— Required task —
Write each line exactly, from the line that holds "the player's forearm" through the final line of the material, and no other line.

===== Supplied entries

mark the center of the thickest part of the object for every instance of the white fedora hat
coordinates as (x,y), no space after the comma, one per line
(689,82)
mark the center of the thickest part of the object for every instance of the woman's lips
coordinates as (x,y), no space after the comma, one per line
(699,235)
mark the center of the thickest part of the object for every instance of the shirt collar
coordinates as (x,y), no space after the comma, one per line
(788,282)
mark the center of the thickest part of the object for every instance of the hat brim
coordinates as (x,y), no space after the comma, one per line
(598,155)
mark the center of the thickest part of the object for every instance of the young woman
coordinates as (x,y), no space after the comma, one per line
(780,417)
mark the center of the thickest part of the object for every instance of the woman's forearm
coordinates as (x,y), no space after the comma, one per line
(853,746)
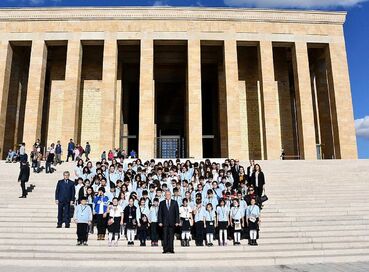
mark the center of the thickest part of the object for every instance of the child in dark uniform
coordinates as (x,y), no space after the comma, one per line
(210,224)
(185,213)
(130,222)
(142,229)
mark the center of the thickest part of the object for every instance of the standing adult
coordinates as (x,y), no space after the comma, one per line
(87,151)
(58,152)
(258,180)
(22,153)
(168,218)
(24,177)
(64,198)
(71,147)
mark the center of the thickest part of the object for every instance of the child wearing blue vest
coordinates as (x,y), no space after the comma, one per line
(253,219)
(101,203)
(210,224)
(153,219)
(223,222)
(83,218)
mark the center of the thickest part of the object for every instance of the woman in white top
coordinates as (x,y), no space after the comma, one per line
(236,216)
(114,222)
(78,170)
(185,215)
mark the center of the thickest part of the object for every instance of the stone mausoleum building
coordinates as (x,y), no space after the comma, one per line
(186,82)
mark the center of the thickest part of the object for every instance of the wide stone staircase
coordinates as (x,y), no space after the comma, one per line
(318,212)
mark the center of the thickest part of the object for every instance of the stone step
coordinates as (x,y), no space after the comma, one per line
(172,261)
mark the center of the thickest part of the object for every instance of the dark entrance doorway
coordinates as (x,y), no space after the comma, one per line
(170,71)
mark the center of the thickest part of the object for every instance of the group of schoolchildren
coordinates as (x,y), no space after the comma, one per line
(216,201)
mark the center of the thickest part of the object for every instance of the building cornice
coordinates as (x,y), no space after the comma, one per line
(171,13)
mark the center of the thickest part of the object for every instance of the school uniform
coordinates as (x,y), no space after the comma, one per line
(142,229)
(236,215)
(210,221)
(115,216)
(199,213)
(130,222)
(185,216)
(252,216)
(223,215)
(153,217)
(82,215)
(101,206)
(213,201)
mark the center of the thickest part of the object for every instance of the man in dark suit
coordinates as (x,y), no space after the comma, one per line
(168,218)
(24,177)
(64,198)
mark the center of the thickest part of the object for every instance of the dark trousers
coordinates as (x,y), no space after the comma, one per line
(101,224)
(70,154)
(168,239)
(63,213)
(199,233)
(48,168)
(142,235)
(23,186)
(154,232)
(82,232)
(259,191)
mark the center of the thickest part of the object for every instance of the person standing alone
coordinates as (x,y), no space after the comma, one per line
(64,198)
(168,218)
(24,177)
(71,147)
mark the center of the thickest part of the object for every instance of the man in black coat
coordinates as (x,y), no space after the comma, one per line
(64,198)
(168,218)
(23,177)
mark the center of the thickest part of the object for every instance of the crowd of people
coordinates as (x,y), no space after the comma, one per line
(134,199)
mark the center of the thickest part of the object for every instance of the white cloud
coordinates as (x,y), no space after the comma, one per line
(362,127)
(294,3)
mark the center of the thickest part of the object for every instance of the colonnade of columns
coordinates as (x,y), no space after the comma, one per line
(271,132)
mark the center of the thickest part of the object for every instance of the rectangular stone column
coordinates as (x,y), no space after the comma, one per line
(6,54)
(305,112)
(232,97)
(109,84)
(71,107)
(35,94)
(339,81)
(146,129)
(194,109)
(272,133)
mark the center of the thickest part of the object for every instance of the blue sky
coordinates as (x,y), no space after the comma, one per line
(356,33)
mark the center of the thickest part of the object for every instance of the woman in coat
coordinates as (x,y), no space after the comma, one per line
(23,178)
(258,180)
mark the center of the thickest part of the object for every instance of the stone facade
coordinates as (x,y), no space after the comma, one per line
(266,64)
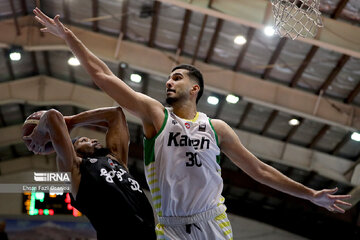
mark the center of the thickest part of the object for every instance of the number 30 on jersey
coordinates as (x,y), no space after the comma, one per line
(193,160)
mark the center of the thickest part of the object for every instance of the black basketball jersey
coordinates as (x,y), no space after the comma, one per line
(113,201)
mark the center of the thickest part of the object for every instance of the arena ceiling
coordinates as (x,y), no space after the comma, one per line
(315,81)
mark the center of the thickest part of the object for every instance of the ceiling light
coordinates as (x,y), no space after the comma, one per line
(240,40)
(15,56)
(294,122)
(232,99)
(269,31)
(73,61)
(123,65)
(135,78)
(213,100)
(355,136)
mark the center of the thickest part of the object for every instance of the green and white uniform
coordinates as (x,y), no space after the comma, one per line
(183,172)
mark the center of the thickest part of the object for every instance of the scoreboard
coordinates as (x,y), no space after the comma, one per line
(40,203)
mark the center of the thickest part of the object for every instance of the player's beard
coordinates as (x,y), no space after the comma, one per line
(171,100)
(180,96)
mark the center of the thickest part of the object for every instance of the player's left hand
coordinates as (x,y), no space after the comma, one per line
(37,141)
(333,203)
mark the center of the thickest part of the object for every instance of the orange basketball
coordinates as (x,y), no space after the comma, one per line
(30,123)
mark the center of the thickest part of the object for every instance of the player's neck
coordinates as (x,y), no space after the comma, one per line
(186,110)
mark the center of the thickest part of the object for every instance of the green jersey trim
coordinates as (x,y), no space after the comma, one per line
(149,143)
(217,141)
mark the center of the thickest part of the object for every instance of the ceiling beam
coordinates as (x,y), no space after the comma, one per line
(214,38)
(220,107)
(318,136)
(124,17)
(18,32)
(66,11)
(245,114)
(154,23)
(341,5)
(337,36)
(47,63)
(269,121)
(343,141)
(252,89)
(8,63)
(203,24)
(184,29)
(303,66)
(2,120)
(239,60)
(34,63)
(342,61)
(274,58)
(71,70)
(95,13)
(145,83)
(293,130)
(23,7)
(353,94)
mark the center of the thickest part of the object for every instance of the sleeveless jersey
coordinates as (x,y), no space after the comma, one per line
(182,166)
(113,201)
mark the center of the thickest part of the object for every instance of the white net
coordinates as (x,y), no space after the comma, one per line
(295,18)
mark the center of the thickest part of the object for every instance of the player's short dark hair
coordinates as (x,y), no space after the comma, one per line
(195,75)
(74,140)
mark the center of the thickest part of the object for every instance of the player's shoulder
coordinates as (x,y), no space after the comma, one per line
(218,123)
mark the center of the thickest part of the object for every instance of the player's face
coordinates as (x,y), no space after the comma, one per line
(178,86)
(86,146)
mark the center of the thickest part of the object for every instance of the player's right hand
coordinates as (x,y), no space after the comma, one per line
(53,26)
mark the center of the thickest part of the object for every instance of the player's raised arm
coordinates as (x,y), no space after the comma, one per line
(144,107)
(230,144)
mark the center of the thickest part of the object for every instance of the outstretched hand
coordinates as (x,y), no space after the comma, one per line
(53,26)
(333,203)
(36,141)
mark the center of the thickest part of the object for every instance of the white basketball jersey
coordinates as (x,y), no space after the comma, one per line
(182,166)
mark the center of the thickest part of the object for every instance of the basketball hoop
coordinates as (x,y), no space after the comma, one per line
(295,18)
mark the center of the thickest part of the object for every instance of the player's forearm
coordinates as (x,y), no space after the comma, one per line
(275,179)
(92,64)
(101,117)
(60,139)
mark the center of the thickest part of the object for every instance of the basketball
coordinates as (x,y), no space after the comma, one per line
(30,123)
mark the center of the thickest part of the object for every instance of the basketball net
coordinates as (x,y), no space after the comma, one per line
(295,18)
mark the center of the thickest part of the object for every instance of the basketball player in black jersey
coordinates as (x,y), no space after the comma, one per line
(102,187)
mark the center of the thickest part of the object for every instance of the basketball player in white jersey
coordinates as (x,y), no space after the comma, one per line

==========

— Exercise answer —
mark the center of the thickest part of the object for every instance of the player's forearm
coordinates as (x,y), no space after the comma, one per line
(275,179)
(92,64)
(101,117)
(60,139)
mark the center of the thickest part of the object for every instance of the basketball
coordinates as (x,y), no space after the comma, one per line
(30,123)
mark the center of the thickest part of the object for every instance of the basketball net
coordinates as (x,y), no space after the comma, one per line
(295,18)
mark the center of the thickest part of the object for every instance of the basketball player in black jersey
coordinates as (x,y), no space after the comma, one per line
(102,187)
mark the center of the thickest part of the object for every instance of the basketball player in white jersey
coordinates as (x,y), no space after the comma, one per line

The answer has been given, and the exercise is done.